What needs to be done
Update the lines below by swapping "reference point" for "marker" wherever it occurs, keeping everything else unchanged.

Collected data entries
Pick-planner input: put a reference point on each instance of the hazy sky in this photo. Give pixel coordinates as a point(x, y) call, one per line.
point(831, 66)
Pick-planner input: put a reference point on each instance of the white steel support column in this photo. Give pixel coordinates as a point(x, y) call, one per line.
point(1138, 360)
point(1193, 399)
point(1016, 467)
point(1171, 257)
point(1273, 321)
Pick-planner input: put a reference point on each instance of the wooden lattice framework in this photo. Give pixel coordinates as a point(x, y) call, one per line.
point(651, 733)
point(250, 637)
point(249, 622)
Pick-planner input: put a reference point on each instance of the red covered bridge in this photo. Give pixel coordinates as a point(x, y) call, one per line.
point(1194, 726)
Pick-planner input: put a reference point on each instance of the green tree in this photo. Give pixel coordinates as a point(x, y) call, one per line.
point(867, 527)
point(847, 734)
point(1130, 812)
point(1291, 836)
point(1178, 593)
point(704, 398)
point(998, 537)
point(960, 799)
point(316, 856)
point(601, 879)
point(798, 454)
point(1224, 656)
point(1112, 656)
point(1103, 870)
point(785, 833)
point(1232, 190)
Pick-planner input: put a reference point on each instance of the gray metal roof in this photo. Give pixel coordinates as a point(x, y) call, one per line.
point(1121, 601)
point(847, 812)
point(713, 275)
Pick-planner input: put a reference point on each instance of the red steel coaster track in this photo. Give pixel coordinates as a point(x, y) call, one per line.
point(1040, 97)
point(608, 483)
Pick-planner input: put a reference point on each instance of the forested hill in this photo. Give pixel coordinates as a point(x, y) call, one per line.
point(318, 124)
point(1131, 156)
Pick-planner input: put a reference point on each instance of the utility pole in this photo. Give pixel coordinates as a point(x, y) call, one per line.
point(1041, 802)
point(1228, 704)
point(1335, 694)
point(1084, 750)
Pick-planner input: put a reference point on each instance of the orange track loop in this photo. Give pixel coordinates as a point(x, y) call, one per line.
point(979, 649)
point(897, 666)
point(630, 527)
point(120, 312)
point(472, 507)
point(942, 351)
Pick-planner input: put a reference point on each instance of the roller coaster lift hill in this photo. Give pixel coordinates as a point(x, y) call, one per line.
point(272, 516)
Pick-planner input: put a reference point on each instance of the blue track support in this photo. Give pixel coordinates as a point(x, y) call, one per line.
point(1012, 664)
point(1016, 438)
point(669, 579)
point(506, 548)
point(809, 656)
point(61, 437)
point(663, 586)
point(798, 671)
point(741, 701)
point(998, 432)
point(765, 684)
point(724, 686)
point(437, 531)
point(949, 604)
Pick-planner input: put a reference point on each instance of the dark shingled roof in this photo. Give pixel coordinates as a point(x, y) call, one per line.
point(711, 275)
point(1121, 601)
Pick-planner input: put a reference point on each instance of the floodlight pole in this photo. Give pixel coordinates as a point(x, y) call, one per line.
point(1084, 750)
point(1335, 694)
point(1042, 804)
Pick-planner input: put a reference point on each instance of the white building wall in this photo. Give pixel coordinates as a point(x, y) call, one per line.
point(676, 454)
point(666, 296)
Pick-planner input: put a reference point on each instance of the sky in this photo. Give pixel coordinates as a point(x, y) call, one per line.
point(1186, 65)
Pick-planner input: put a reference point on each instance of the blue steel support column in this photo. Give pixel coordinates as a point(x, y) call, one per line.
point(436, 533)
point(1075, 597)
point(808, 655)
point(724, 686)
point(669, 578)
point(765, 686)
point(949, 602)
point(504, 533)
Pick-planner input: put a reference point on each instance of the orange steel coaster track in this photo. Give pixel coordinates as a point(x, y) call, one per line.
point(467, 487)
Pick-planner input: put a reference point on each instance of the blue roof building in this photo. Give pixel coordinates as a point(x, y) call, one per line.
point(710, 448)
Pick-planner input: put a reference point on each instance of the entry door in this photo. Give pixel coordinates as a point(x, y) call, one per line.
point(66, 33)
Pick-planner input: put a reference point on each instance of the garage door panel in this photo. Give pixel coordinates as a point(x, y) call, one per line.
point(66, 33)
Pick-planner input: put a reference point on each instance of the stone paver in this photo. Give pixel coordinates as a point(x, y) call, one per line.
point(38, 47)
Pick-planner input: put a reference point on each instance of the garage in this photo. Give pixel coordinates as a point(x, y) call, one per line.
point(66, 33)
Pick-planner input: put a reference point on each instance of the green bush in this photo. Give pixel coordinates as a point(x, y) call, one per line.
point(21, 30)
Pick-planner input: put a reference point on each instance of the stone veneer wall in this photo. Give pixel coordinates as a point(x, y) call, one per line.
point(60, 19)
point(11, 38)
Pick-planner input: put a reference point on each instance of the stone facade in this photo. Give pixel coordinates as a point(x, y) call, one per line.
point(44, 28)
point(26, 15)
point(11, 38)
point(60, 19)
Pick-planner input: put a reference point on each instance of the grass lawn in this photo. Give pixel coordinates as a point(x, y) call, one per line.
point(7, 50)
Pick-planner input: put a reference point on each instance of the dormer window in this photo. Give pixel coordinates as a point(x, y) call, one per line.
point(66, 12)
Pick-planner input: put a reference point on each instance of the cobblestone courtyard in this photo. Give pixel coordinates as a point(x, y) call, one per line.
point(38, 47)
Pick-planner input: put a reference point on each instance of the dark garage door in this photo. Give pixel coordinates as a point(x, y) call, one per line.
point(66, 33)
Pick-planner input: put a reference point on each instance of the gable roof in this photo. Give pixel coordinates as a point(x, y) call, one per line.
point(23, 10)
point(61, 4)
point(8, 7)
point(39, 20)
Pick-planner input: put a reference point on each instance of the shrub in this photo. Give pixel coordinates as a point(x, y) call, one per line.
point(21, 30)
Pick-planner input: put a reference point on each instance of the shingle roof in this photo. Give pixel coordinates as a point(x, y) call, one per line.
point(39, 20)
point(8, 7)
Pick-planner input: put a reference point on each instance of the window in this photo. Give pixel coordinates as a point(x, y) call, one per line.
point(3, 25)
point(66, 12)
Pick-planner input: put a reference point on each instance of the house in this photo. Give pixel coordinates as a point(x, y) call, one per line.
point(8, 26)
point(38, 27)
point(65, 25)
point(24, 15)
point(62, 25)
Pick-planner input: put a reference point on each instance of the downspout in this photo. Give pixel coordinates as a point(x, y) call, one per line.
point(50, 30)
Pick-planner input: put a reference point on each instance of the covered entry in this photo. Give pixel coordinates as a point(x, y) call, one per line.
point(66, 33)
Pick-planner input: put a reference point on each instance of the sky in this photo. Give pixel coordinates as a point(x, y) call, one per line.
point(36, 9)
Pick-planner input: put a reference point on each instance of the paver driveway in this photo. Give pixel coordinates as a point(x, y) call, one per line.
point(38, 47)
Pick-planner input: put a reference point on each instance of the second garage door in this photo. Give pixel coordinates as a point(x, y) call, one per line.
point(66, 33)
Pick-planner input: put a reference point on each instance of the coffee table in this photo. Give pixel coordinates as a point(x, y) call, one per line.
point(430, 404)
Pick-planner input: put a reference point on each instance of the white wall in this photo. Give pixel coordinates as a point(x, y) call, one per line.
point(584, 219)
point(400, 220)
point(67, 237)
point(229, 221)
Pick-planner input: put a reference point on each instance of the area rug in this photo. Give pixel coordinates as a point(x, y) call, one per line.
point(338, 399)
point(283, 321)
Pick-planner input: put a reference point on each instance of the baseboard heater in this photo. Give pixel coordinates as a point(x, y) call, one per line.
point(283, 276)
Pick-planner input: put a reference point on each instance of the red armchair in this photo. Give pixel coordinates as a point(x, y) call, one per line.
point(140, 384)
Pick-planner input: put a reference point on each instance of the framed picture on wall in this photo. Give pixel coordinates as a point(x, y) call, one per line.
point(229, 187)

Correct answer
Pick-planner input: put a marker on each instance of the hazy sky in this photo. Give pixel coordinates as a point(x, y) call, one per line.
point(831, 66)
Pick-planner input: put a marker on each instance of the white steel support column in this photo. Give pixel coordinates as a point(x, y) call, one per line.
point(1138, 360)
point(1193, 399)
point(1016, 467)
point(1171, 257)
point(1273, 321)
Pick-planner input: put a marker on each instance of the wooden lattice framework in this photo. Give pixel coordinates as a point(x, y) call, one per line.
point(651, 733)
point(250, 637)
point(249, 622)
Pick-planner input: put a marker on each instance of the red covered bridge in this photo. Give pixel coordinates as a point(x, y) call, one per line.
point(1194, 726)
Pick-planner input: put a marker on each instance of the green tree in this photo. Give pixel coordinates as a point(x, y) call, one per line.
point(867, 527)
point(847, 734)
point(1130, 812)
point(1291, 836)
point(1178, 593)
point(704, 398)
point(998, 537)
point(960, 799)
point(316, 856)
point(601, 879)
point(798, 454)
point(1224, 656)
point(1112, 656)
point(1103, 870)
point(785, 833)
point(1232, 190)
Pick-planner input: put a marker on each instance of the gray metal roof in this photo. Give pixel coordinates as a point(x, y) call, one per line.
point(1121, 601)
point(847, 812)
point(713, 275)
Pick-planner input: put a marker on each instance of the red steel coaster track in this photo. Give pixel coordinates as a point(x, y) call, one per line.
point(1040, 97)
point(608, 483)
Pick-planner input: put a marker on each instance of the forested hill in this photo. Give pixel coordinates as a point(x, y) call, one per line.
point(318, 124)
point(1131, 156)
Pick-planner input: put a marker on each instance of the utility pole in this photo. Give pixel coordinates as a point(x, y) call, one per line.
point(1041, 802)
point(1228, 704)
point(1335, 694)
point(1084, 750)
Pick-planner input: put a marker on each instance of the orange track loop in this photo. Give pixel coordinates as a point(x, y) call, one per line.
point(979, 649)
point(897, 666)
point(630, 527)
point(120, 312)
point(472, 507)
point(942, 351)
Pick-planner input: put a marker on each instance of the roller coaster lift hill in this photo. Give pixel coordinates as a point(x, y) call, one per line.
point(272, 516)
Pick-planner input: put a marker on each instance of the blue track support in this photo. Give pixel coordinates as a point(x, y) call, one per line.
point(1012, 664)
point(1016, 438)
point(669, 579)
point(506, 548)
point(809, 656)
point(61, 437)
point(663, 586)
point(798, 671)
point(741, 701)
point(998, 432)
point(765, 684)
point(724, 686)
point(437, 531)
point(949, 604)
Pick-planner input: put a marker on each instance of the dark shingled roof in this photo. Give pixel coordinates as a point(x, y) call, one per line.
point(711, 275)
point(1121, 601)
Pick-planner input: put a marker on each instance of the floodlight pole in this photo. Give pixel coordinates as a point(x, y) call, one per line.
point(1084, 750)
point(1335, 694)
point(1042, 804)
Pick-planner input: put a marker on each instance of the white building wall in this photo. Give pixel coordinates as a point(x, y) call, one per line.
point(676, 454)
point(666, 296)
Pick-planner input: put a marker on each instance of the sky in this photo. Give pixel coordinates as a point(x, y) call, one per line.
point(1186, 65)
Pick-planner input: put a marker on each instance of the blue steel support column in this photo. Give pixel coordinates as a point(x, y) call, one per line.
point(436, 533)
point(1075, 597)
point(808, 655)
point(724, 686)
point(669, 578)
point(765, 686)
point(949, 602)
point(504, 533)
Pick-planner input: put a marker on each instance of the orange steel coaster track in this photo. Give pixel coordinates as a point(x, y) call, one per line.
point(467, 487)
Pick-planner input: put a marker on each instance of the blue roof building in this photo. Give pixel coordinates as a point(x, y) call, one per line.
point(710, 448)
Pick-planner input: put a marker on each instance of the entry door in this photo. Give pixel coordinates as a point(x, y) call, one per line.
point(66, 33)
Pick-planner input: put a marker on each instance of the garage door panel in this photo. Give pixel coordinates as a point(x, y) call, one per line.
point(66, 33)
Pick-planner input: put a marker on each instance of the stone paver in this photo. Give pixel coordinates as a point(x, y) call, one per line.
point(38, 47)
Pick-planner input: put a marker on each instance of the garage in this photo. Give pixel coordinates as a point(x, y) call, one per line.
point(66, 33)
Pick-planner input: put a marker on each instance of the green bush in this photo. Give pixel coordinates as a point(x, y) call, one per line.
point(21, 30)
Pick-planner input: put a marker on each instance of the stone veneer wall in this photo. Give pixel coordinates as a point(x, y) call, one per line.
point(60, 19)
point(11, 38)
Pick-planner input: put a marker on each instance of the stone facade in this photo. Give pixel coordinates as a point(x, y) call, one per line.
point(44, 28)
point(26, 15)
point(11, 38)
point(60, 19)
Pick-planner input: put a marker on each instance of the grass lawn in this photo. Give pixel coordinates as a point(x, y) call, one per line.
point(7, 50)
Pick-planner input: put a marker on each instance of the dormer window in this photo. Give pixel coordinates as a point(x, y) call, one per line.
point(66, 12)
Pick-planner input: put a marker on each instance of the cobblestone courtyard in this photo. Give pixel coordinates as a point(x, y) call, one per line.
point(38, 47)
Pick-planner input: put a marker on each instance of the dark garage door in this photo. Give pixel coordinates as a point(x, y) call, one per line.
point(66, 33)
Pick-planner input: put a marker on each instance of the gable roof in this photo. Give pixel coordinates as a point(x, y) call, one per line.
point(23, 10)
point(61, 4)
point(8, 7)
point(39, 20)
Pick-planner input: put a marker on each instance of the shrub in this photo. Give pixel coordinates as a point(x, y) call, one per line.
point(21, 30)
Pick-planner input: put a marker on each instance of the shingle roof in this photo. Give pixel coordinates as a point(x, y) call, one per line.
point(39, 20)
point(8, 7)
Pick-planner input: put a marker on each instance of the window in this photo. Give pixel coordinates as a point(x, y) call, one per line.
point(3, 25)
point(66, 12)
Pick-planner input: put a marker on each instance of the house in this photo. Give pixel coordinates as a point(x, y) call, one per line.
point(8, 26)
point(38, 27)
point(65, 25)
point(24, 15)
point(62, 25)
Pick-planner input: put a marker on each instance of the downspout in this photo. Give pixel coordinates as a point(x, y) call, one per line.
point(50, 30)
Pick-planner input: put a marker on each instance of the covered entry in this photo. Give pixel coordinates as a point(x, y) call, one per line.
point(66, 33)
Pick-planner input: put a marker on each instance of the sky in this photo. Give pixel coordinates as a point(x, y) call, one per line.
point(36, 9)
Pick-planner input: put a marker on each instance of the paver driveway in this photo. Give pixel coordinates as a point(x, y) call, one per line.
point(38, 47)
Pick-planner input: put a marker on each instance of the second garage door in this photo. Give pixel coordinates as a point(x, y) call, one per line.
point(66, 33)
Pick-planner input: put a marker on each instance of the coffee table in this photo. Give pixel coordinates as a point(x, y) call, one per line.
point(430, 404)
Pick-planner input: put a marker on each instance of the white wall in this photo. Give pixel coordinates as a point(x, y) call, one per line.
point(584, 219)
point(400, 220)
point(67, 237)
point(229, 221)
Pick-planner input: put a marker on each instance of the area rug in this photo. Give pixel coordinates as a point(x, y) call, one per line.
point(338, 399)
point(283, 321)
Pick-planner input: put a marker on each instance of the baseboard heater in this photo. Give pixel coordinates as a point(x, y) call, one per line.
point(283, 276)
Pick-planner input: put a marker on each instance of the red armchair in this photo. Give pixel coordinates as a point(x, y) call, one per line.
point(140, 384)
Pick-planner input: put a marker on each instance of the framed picture on wall in this photo. Give pixel coordinates as a point(x, y) call, one per line.
point(229, 187)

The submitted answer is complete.